Exercise brief | Reproduce the items from the beginning through the line containing "[0,0,800,344]", keeping every other line unchanged but scaling each bounding-box coordinate by 1.85 and rounding to whole numbers, with halves rounded up.

Dataset records
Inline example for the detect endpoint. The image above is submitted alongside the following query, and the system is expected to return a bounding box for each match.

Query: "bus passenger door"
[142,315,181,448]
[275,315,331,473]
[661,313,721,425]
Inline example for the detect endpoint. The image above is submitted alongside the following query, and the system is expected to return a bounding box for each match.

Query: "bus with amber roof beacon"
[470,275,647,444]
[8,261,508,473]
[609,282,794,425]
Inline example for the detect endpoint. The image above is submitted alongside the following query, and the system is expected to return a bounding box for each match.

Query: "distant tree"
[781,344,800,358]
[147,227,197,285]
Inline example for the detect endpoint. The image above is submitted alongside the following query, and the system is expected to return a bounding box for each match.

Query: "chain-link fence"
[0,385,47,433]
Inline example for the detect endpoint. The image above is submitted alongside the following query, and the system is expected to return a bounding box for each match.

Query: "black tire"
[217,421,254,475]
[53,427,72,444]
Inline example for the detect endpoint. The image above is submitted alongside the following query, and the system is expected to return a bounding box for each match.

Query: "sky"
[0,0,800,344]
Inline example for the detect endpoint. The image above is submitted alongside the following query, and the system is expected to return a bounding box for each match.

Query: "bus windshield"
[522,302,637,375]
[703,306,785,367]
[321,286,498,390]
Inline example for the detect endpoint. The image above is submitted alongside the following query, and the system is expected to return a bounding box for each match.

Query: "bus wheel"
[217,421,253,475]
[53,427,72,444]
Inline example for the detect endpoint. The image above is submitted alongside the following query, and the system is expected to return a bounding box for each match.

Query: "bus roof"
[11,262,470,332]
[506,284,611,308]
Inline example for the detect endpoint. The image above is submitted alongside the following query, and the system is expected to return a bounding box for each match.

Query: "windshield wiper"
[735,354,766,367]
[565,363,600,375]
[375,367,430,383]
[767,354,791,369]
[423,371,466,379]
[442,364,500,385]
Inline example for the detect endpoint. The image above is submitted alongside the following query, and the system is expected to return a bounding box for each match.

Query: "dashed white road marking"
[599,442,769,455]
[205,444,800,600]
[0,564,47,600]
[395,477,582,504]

Result of this task |
Inline example for the detect endpoint. The image above is submitted alongside the following query, and the system is expected to return a bounding box for each match.

Query: "bus passenger door"
[263,583,335,829]
[509,583,612,875]
[1223,579,1334,786]
Inline example for the detect endpoint. The image above is submitted alongside the following query, and the system is expected to return a bounding box for each match.

Query: "bus with amber roof beacon"
[870,509,1197,821]
[15,483,940,875]
[1127,522,1469,786]
Inline example for the detect endpoint. The image above is submitted alongside the following query, and the system is expected to return a bounding box for each match.

Query: "distant tree"
[1445,636,1480,662]
[272,420,364,527]
Inline example for the detect endpoint. The image above is submitted alongside the following query, and the system is expected to return a bounding box for each match.

Query: "chain-link fence"
[0,712,87,801]
Inline example for the detect endpoint. The image above is submitted alongside the following query, and the system is expected to return a bounding box for each match.

Query: "black tire"
[401,779,470,879]
[98,790,133,821]
Inline example for the detect endpoint. The image above is submitted alongside the following query, and the system is expected to return a bounding box for each match.

Query: "sky"
[0,0,1480,636]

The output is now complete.